• **Required task**
Nothing but the lines from the one with "like x=64, y=84." to the final line should be returned, each exactly as it appears.
** start **
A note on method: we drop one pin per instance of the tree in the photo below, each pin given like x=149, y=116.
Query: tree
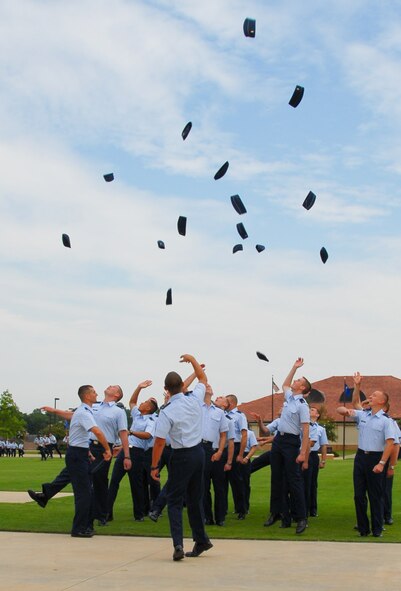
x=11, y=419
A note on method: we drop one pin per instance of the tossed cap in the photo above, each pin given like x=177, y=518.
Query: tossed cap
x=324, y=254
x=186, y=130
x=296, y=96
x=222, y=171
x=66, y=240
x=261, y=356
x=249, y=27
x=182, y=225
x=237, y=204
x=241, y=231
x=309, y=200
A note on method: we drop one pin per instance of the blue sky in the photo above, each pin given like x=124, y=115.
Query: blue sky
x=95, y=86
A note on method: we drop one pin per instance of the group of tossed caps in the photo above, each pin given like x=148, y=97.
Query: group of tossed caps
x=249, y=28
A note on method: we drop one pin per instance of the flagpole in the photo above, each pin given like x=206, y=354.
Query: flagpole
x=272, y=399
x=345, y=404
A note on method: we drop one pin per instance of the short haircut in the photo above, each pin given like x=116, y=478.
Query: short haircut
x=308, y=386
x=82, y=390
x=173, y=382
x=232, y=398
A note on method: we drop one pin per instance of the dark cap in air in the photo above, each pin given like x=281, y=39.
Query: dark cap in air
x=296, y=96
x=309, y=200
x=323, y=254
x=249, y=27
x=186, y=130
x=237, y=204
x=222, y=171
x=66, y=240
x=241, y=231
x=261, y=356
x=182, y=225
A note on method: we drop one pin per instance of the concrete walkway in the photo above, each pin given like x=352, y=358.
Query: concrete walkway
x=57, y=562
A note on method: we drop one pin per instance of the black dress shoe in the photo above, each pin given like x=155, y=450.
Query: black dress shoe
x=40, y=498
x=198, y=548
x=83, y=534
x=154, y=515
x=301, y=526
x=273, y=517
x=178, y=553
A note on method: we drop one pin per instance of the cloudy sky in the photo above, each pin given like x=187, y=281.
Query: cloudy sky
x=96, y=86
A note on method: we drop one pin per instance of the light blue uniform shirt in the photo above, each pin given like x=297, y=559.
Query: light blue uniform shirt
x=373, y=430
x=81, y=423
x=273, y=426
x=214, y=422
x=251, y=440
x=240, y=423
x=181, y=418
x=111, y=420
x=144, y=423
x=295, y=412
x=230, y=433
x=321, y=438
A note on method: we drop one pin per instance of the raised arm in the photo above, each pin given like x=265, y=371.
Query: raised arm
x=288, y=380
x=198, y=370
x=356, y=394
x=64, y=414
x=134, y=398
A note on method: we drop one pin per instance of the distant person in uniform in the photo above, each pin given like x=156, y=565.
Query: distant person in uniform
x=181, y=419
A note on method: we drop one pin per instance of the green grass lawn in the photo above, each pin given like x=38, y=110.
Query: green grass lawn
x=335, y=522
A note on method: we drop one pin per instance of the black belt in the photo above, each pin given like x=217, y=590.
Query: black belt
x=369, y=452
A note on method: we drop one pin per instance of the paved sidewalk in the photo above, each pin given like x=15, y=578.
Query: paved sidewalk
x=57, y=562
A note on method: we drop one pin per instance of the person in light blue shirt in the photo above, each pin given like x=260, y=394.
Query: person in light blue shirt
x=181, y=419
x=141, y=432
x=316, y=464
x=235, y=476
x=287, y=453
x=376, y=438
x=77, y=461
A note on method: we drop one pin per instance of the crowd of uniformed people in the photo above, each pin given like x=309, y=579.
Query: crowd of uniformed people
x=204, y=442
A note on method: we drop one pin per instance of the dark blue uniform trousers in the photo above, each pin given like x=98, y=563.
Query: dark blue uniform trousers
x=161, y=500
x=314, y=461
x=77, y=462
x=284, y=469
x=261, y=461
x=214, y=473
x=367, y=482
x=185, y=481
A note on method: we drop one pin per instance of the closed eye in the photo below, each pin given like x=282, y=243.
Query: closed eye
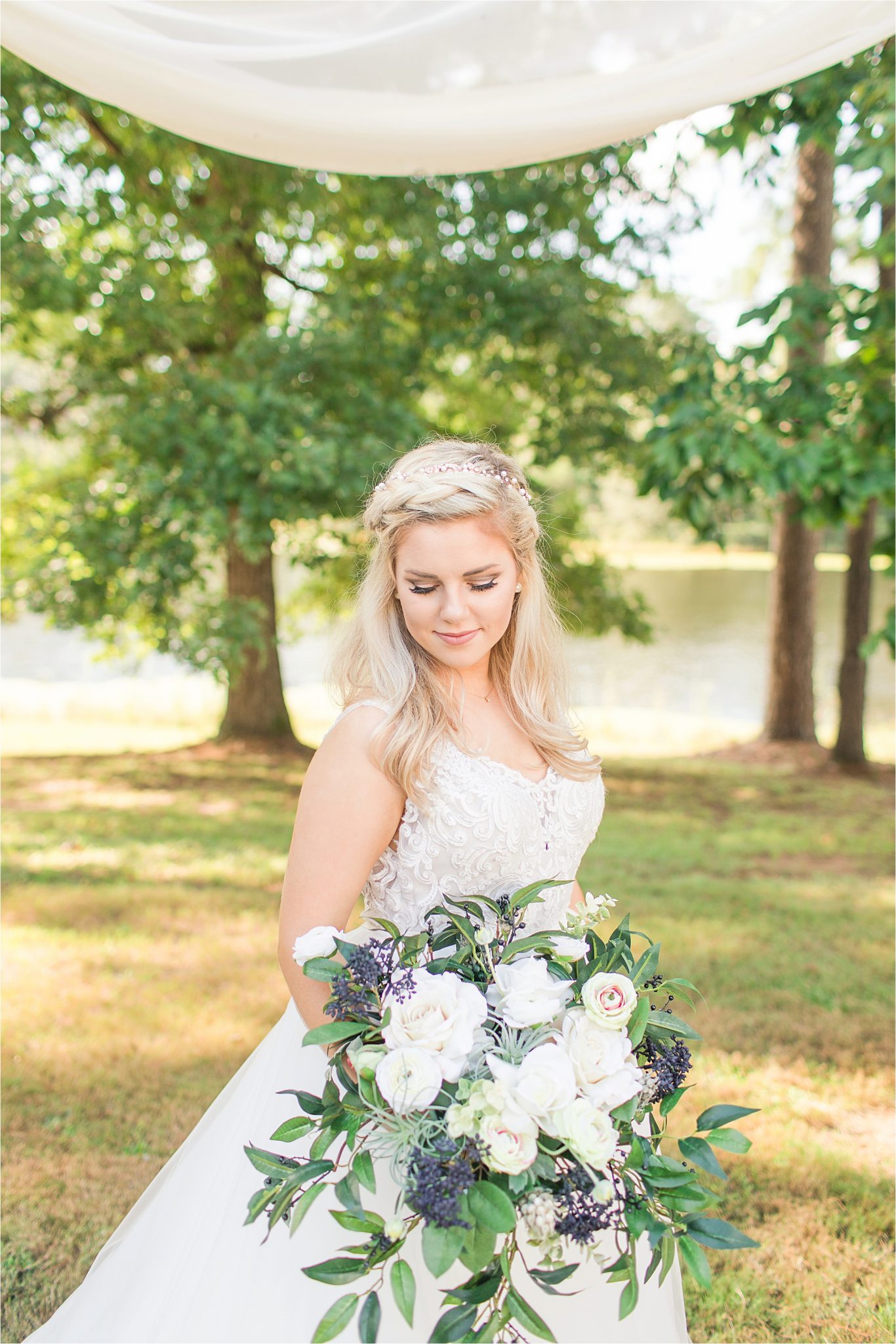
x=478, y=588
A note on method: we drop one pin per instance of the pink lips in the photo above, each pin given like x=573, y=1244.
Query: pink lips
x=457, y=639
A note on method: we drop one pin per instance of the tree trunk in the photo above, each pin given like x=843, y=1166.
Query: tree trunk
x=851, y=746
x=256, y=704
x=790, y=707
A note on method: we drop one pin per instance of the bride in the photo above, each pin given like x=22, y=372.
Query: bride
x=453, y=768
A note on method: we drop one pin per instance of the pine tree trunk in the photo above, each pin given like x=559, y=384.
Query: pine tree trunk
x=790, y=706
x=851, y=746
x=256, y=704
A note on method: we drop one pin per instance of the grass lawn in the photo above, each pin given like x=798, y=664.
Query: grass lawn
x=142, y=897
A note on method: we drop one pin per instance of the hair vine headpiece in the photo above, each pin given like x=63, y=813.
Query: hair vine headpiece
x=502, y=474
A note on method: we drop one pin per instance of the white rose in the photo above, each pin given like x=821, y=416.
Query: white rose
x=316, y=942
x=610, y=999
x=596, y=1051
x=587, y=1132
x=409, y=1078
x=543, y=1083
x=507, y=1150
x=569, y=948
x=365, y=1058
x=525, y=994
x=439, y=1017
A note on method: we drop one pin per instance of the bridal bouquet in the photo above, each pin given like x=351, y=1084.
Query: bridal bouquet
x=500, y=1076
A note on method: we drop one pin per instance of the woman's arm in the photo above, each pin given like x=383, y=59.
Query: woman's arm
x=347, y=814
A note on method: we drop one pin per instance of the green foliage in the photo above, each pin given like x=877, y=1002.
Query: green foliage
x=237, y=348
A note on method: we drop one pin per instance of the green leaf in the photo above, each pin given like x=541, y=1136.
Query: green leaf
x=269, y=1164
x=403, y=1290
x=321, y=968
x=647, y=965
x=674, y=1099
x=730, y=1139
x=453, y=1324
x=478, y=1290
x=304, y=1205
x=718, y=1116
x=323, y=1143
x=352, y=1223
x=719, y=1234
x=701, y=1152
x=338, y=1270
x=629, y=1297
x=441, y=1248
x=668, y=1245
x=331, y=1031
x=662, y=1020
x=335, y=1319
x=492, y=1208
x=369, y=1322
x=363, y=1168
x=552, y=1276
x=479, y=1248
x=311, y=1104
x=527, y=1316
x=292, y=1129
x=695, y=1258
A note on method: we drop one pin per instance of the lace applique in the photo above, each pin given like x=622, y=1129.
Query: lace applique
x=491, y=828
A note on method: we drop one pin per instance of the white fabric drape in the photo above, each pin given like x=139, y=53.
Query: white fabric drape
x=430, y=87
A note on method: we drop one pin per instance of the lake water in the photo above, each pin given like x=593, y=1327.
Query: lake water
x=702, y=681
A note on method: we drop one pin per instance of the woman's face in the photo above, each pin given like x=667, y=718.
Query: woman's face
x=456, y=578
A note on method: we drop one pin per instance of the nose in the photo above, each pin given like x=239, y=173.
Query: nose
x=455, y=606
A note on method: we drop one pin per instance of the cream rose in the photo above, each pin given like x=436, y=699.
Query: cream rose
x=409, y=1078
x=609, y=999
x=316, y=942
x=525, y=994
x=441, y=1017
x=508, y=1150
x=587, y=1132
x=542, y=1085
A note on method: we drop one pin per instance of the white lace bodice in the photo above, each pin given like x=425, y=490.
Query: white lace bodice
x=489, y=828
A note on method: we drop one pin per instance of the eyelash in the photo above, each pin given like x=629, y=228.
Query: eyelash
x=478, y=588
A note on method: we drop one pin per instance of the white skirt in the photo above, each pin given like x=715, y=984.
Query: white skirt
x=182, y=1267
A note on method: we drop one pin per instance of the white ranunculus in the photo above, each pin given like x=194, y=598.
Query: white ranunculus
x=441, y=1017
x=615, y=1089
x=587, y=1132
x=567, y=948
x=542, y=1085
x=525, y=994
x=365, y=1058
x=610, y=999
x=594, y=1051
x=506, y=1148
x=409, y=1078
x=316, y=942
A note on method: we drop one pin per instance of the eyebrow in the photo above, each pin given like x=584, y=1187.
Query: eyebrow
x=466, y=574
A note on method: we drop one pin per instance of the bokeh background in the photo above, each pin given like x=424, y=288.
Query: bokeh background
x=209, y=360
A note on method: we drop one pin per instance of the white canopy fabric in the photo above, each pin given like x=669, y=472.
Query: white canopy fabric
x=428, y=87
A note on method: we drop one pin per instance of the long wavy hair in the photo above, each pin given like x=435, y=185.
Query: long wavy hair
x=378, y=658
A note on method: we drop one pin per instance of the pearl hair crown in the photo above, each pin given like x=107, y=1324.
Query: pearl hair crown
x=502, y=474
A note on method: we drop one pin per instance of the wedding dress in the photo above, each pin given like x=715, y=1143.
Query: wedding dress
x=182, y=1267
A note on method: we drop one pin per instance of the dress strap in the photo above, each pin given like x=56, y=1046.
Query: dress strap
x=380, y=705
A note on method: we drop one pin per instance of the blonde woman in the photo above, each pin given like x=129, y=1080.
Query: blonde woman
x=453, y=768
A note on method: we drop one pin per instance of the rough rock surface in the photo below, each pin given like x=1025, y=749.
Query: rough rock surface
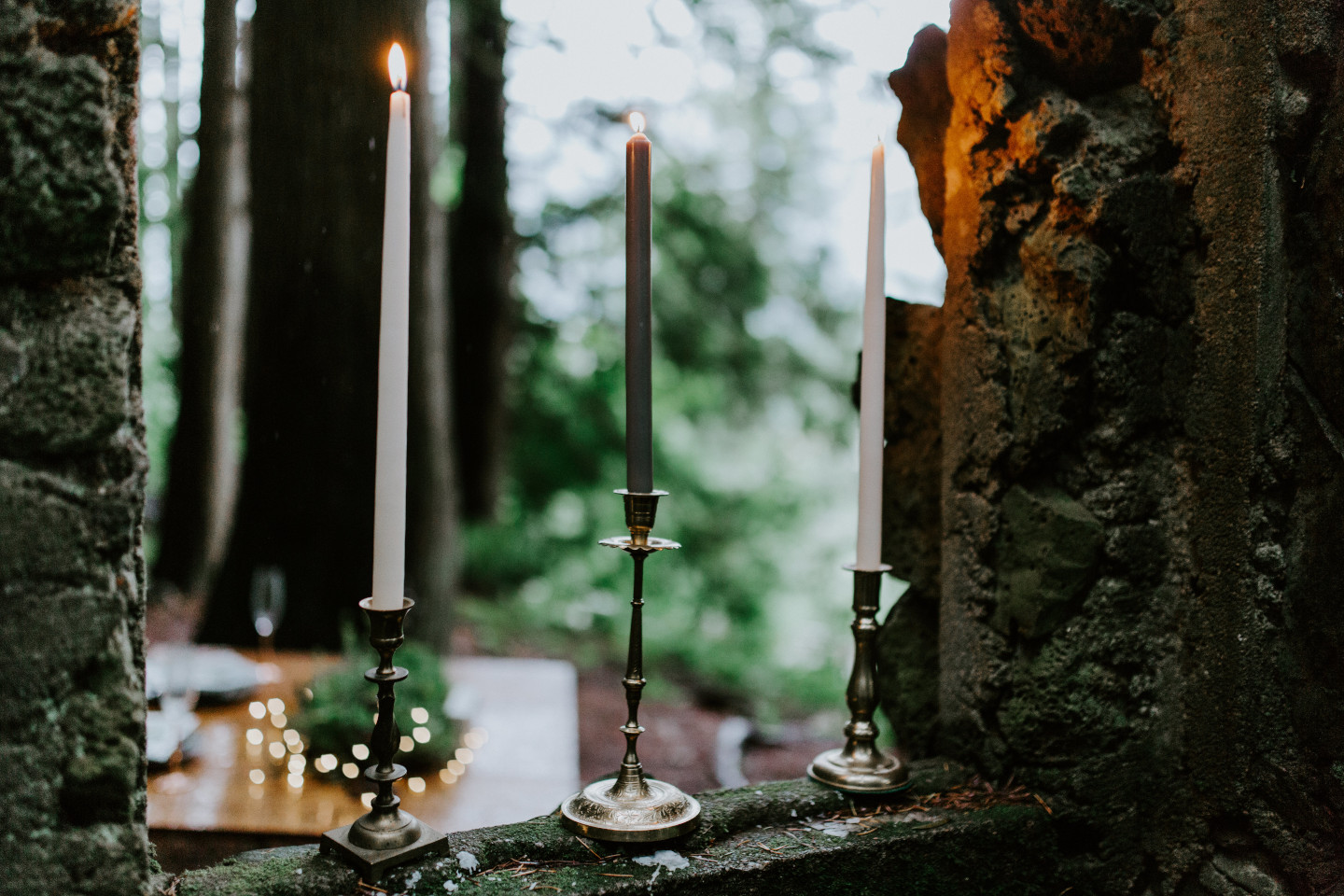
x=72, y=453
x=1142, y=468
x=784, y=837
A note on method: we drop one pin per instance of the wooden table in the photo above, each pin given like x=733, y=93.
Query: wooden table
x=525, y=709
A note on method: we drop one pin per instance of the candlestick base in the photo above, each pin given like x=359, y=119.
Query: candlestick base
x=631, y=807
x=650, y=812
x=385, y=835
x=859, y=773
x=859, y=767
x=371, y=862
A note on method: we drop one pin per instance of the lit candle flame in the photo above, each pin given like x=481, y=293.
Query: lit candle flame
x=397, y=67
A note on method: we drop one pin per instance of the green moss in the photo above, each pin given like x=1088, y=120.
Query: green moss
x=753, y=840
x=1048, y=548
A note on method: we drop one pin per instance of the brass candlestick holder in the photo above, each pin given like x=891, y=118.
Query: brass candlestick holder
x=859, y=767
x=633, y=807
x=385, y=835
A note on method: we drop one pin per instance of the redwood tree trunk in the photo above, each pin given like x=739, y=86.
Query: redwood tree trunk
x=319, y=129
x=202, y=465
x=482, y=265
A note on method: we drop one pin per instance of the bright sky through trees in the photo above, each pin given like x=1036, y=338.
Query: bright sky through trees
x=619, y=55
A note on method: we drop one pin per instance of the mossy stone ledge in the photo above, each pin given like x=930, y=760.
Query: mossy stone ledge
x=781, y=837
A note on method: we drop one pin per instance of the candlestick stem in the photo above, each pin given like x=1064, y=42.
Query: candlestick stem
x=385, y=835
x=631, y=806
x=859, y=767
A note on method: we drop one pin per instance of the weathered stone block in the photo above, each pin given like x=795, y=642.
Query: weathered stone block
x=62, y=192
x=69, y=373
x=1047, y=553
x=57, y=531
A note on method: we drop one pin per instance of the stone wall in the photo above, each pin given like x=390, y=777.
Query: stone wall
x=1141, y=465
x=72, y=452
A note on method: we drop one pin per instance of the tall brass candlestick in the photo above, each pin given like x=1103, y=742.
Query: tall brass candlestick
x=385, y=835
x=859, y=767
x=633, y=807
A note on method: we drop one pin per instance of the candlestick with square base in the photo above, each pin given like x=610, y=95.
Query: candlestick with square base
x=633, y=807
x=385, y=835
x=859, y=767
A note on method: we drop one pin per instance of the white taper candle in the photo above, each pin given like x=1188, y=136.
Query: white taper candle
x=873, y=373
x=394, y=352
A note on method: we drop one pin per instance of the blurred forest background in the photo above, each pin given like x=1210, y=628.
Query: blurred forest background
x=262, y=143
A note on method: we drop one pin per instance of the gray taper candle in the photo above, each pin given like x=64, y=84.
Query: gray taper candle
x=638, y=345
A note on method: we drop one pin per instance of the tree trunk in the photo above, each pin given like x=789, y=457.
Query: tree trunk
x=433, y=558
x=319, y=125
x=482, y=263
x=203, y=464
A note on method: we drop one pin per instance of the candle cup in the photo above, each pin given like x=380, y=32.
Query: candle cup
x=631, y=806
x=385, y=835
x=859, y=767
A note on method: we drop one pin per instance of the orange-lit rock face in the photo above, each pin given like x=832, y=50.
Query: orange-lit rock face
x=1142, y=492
** end **
• **Expected output**
A note on method: we drop one pin per instance of the gray taper candle in the photo above, each pin given like x=64, y=84.
Query: gray taper candle
x=638, y=345
A note on method: we drop one pin per instance of the tree trunk in the photo above, each pin given like x=789, y=457.
Query: tree trunk
x=433, y=558
x=319, y=125
x=482, y=263
x=203, y=464
A note on method: we drop one pin per instance of the candle cup in the photo above, each pin given like x=380, y=32.
Query: candle cup
x=631, y=806
x=385, y=835
x=859, y=767
A note on method: we drop one pin per instance of the orange-lit rock face in the photo above, each pin given like x=832, y=50.
Query: orange-lit rock face
x=1142, y=492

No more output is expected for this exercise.